Where the material below has a line containing "Task: Where can the faint", start repeating exactly, and keep going through the line containing "Target: faint trail in snow", with no other lines.
════════════════════
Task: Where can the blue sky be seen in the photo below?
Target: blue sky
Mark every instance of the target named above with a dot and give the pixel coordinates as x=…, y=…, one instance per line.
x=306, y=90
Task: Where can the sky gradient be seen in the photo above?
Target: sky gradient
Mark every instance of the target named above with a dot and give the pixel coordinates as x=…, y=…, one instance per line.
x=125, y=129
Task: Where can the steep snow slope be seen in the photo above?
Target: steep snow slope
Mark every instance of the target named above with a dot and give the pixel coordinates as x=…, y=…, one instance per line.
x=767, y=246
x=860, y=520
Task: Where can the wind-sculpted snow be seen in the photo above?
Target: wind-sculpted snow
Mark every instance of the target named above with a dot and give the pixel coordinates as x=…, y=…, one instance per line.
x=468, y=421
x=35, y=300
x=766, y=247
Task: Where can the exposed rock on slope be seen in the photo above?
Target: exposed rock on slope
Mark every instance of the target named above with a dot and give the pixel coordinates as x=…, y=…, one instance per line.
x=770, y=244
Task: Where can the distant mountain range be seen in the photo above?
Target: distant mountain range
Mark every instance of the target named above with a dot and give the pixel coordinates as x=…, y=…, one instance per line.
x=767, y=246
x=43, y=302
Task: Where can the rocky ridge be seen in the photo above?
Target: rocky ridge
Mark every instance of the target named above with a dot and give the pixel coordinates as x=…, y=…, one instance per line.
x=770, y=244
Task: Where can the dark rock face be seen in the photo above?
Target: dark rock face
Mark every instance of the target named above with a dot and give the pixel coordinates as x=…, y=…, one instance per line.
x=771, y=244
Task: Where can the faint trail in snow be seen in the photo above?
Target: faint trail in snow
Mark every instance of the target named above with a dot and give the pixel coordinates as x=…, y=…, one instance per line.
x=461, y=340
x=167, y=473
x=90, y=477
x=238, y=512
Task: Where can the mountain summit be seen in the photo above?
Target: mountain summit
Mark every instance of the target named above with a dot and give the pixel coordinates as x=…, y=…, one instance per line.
════════════════════
- _SOLVED EXERCISE_
Task: Where can the faint trail in snow be seen in the photo above?
Target: faint trail in snow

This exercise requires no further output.